How to complete this task
Please reproduce the entries exactly as they appear below, but not the pictures.

··· Records supplied ···

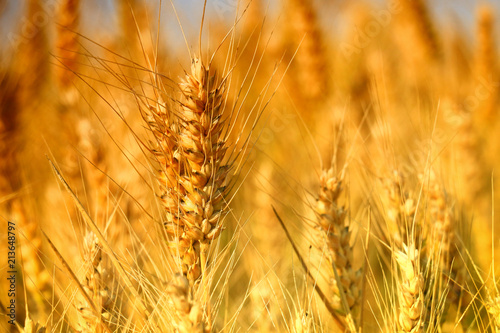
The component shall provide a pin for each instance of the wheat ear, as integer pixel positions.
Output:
(335, 230)
(95, 282)
(191, 150)
(399, 207)
(31, 327)
(311, 58)
(68, 47)
(411, 290)
(493, 307)
(187, 313)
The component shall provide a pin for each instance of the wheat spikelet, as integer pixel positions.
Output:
(311, 62)
(302, 322)
(486, 48)
(486, 65)
(38, 282)
(188, 315)
(193, 176)
(423, 31)
(135, 29)
(335, 232)
(95, 283)
(67, 46)
(32, 327)
(9, 136)
(443, 244)
(34, 55)
(493, 307)
(412, 309)
(399, 207)
(91, 146)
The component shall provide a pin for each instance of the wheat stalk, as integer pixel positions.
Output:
(311, 62)
(400, 209)
(187, 312)
(95, 283)
(32, 327)
(193, 176)
(335, 231)
(412, 314)
(67, 45)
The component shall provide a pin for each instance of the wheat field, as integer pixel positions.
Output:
(249, 166)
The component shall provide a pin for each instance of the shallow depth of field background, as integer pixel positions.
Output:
(401, 100)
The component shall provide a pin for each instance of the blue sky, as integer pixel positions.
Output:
(98, 11)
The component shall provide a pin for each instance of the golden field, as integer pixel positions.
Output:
(228, 166)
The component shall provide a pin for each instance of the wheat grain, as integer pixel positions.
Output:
(335, 231)
(187, 312)
(96, 284)
(412, 316)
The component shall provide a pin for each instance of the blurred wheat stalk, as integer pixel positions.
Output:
(151, 145)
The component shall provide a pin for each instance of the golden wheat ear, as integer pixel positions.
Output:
(412, 307)
(32, 327)
(334, 235)
(191, 150)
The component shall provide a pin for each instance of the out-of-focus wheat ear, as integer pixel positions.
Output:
(92, 147)
(103, 327)
(135, 31)
(335, 231)
(31, 327)
(417, 16)
(412, 307)
(38, 281)
(469, 160)
(399, 208)
(67, 49)
(96, 283)
(486, 65)
(311, 58)
(302, 323)
(187, 313)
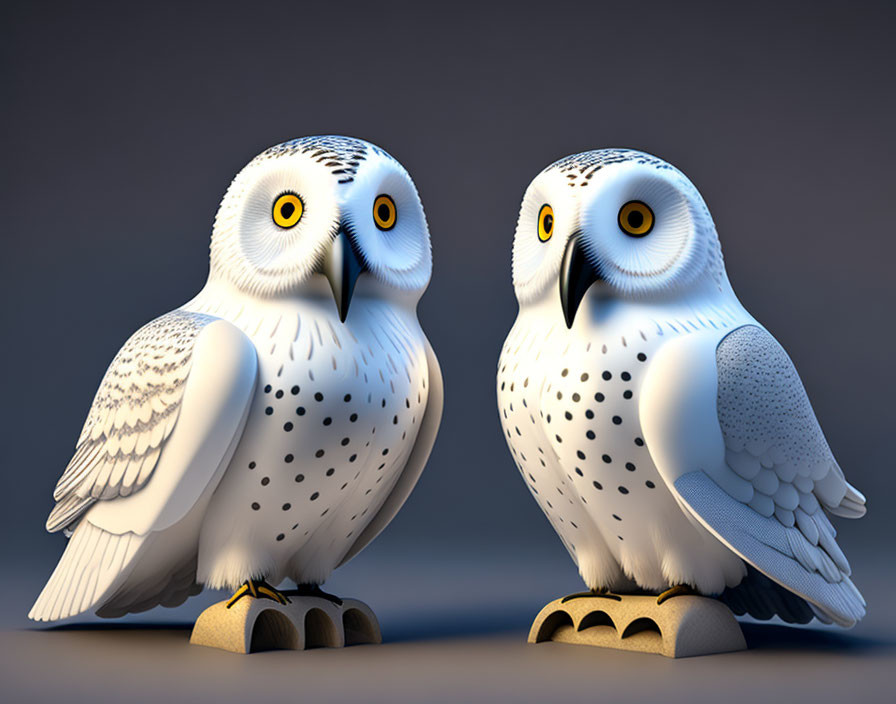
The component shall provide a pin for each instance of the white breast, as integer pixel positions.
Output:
(336, 414)
(569, 408)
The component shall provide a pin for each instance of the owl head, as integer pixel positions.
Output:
(613, 222)
(323, 214)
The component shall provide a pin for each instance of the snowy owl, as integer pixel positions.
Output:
(663, 431)
(271, 427)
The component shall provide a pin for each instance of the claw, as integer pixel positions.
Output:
(258, 590)
(602, 593)
(677, 590)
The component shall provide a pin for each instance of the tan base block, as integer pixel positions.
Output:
(680, 627)
(252, 625)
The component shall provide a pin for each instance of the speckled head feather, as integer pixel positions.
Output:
(337, 180)
(586, 192)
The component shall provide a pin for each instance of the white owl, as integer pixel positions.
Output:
(262, 431)
(661, 428)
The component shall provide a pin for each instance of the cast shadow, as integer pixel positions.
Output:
(118, 626)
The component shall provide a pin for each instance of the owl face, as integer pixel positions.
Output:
(316, 208)
(618, 221)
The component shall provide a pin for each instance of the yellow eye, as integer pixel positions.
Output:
(384, 212)
(287, 210)
(636, 218)
(545, 222)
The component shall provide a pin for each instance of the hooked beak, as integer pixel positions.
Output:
(342, 266)
(576, 276)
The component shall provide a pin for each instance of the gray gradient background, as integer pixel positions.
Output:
(122, 128)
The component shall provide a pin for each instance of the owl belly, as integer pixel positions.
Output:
(592, 469)
(329, 431)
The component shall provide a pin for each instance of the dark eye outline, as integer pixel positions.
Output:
(388, 223)
(287, 198)
(648, 219)
(545, 223)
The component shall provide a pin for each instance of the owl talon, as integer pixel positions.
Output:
(602, 593)
(258, 589)
(677, 590)
(314, 590)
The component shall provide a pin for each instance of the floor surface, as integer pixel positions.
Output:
(459, 636)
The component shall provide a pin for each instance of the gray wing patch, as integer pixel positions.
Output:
(133, 412)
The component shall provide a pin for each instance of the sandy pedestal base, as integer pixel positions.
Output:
(680, 627)
(251, 625)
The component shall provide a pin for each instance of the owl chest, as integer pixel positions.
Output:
(570, 412)
(332, 422)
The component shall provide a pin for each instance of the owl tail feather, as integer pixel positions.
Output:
(90, 569)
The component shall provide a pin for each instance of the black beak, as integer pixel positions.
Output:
(342, 266)
(576, 276)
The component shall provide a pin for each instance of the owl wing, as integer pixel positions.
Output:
(162, 426)
(732, 432)
(426, 437)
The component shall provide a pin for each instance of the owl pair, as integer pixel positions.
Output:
(271, 427)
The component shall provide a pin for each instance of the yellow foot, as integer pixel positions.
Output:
(677, 590)
(602, 593)
(257, 589)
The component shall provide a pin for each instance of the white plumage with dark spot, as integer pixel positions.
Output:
(663, 431)
(271, 427)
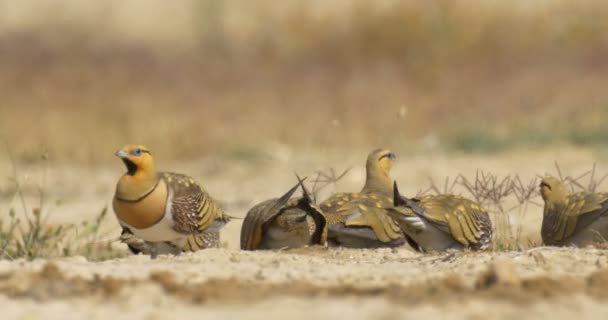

···

Completed exercise
The component shall provide a pin for each instance of the wheat ear, as integer pixel positions.
Output:
(335, 230)
(95, 282)
(191, 150)
(399, 207)
(31, 327)
(311, 58)
(68, 47)
(411, 290)
(493, 307)
(187, 313)
The component shall provide a pin for each instance of the wheat spikelet, as integer pixel positions.
Output:
(311, 62)
(302, 322)
(486, 48)
(486, 65)
(38, 282)
(188, 315)
(193, 176)
(423, 31)
(135, 29)
(335, 232)
(95, 283)
(67, 46)
(32, 327)
(9, 136)
(443, 244)
(34, 55)
(493, 307)
(412, 309)
(399, 207)
(91, 146)
The component shall provide a pin for each instance of the wheat stalk, as integer pixel positions.
Output:
(311, 62)
(400, 209)
(187, 312)
(95, 283)
(32, 327)
(193, 176)
(335, 231)
(412, 314)
(67, 45)
The component shall provide a pin for each instance of the wheat field, as integer pixel positions.
Output:
(249, 166)
The component shall provide a pin for each instance of the shallow depth of field background, as integer pixel positions.
Output:
(401, 100)
The component shall provide a pin for each instance of the blue sky, as integer pixel positions.
Output:
(98, 11)
The component shall provide a pin for each instance of the golden field, as integer pixel positions.
Output:
(228, 166)
The component shall provide a pin for each instance of the wheat grain, as integer pixel positions.
Output:
(335, 231)
(187, 312)
(96, 284)
(412, 316)
The component shall provide a pin for each instance of the blurred wheat stalk, as integer pixel positions.
Output:
(151, 145)
The component shall provide a pin for each instance of the golden wheat ear, as integer pixel positions.
Output:
(412, 307)
(32, 327)
(334, 235)
(191, 150)
The component shall provide a pin for each instance of the out-of-focus wheat ear, as integer pixel positions.
Output:
(92, 147)
(103, 327)
(135, 31)
(335, 231)
(31, 327)
(417, 16)
(412, 307)
(38, 281)
(469, 160)
(399, 208)
(67, 49)
(96, 283)
(486, 65)
(311, 58)
(302, 323)
(187, 313)
The component shall provide a pin for each instance of the white breast, as integer pixel positions.
Output:
(336, 414)
(569, 408)
The component shall provide a pin for each instance of the owl head, as integer pixel positions.
Output:
(613, 222)
(323, 214)
The component shall provide a pin for each instance of the snowy owl, as integer pixel positions.
Output:
(663, 431)
(271, 427)
The component shall provide a pin for each instance of the claw, as integer pixel positions.
Output:
(258, 590)
(602, 593)
(677, 590)
The component shall provide a pin for each instance of the tan base block, as integer pixel positions.
Output:
(680, 627)
(252, 625)
The component shall provide a pin for each instance of the speckled head feather, as integer pixel positions.
Output:
(337, 180)
(586, 192)
The component shall provide a pin for each instance of the white owl, as integer pixel positions.
Output:
(262, 431)
(661, 428)
The component shall provide a pin for each instance of the cast shadow, as integer pixel positions.
Output:
(118, 626)
The component shall provide a pin for each instance of the owl face, as integer pixel positions.
Output:
(316, 208)
(618, 221)
The component shall provide a pin for each instance of the yellow eye, as integer pixel positions.
Output:
(384, 212)
(287, 210)
(636, 218)
(545, 222)
The component shall provide a pin for each instance of the hooked beak, as integer pixel positions.
Output:
(342, 266)
(576, 276)
The component shall provide a pin for each instance of the gray gradient background, as integer pixel positions.
Output:
(122, 128)
The component shall provide a pin for each instance of the owl belly, as integer pixel positions.
Output:
(592, 469)
(329, 431)
The component shall provide a pin for each instance of the dark eye outline, as integer pixel positions.
Output:
(388, 223)
(287, 198)
(648, 219)
(545, 223)
The component shall provide a pin for each instance of the owl talon, as integer pixel positions.
Output:
(602, 593)
(258, 589)
(677, 590)
(314, 590)
The component shall provide a pin for each instance of the floor surface, as integer pixel positions.
Output:
(459, 636)
The component shall provide a pin for each instance of the gray wing patch, as integer pixel positions.
Output:
(133, 412)
The component shall provide a pin for each instance of the sandy pedestal base, as integer pixel positions.
Output:
(680, 627)
(251, 625)
The component shall provide a pin for each instance of the owl chest, as integer pixel positions.
Output:
(570, 412)
(332, 422)
The component shall provide a pin for each instance of the owl tail feather, as integer pixel positions.
Output:
(90, 569)
The component shall provide a pin for each instance of the black beak, as integer pixel positions.
Output:
(342, 266)
(576, 276)
The component shall provide a pin for each instance of the owl wing, as integer pixel positions.
Output:
(162, 426)
(732, 432)
(426, 437)
The component shall provide a pin for each instance of the owl pair, as integer pixel positions.
Output:
(271, 427)
The component shall provide a pin for each instance of the yellow foot, as integer pixel positions.
Output:
(677, 590)
(602, 593)
(257, 589)
The component shall provide a pin for each instance of the white plumage with dark spot, as integer pixel positions.
Output:
(663, 431)
(271, 427)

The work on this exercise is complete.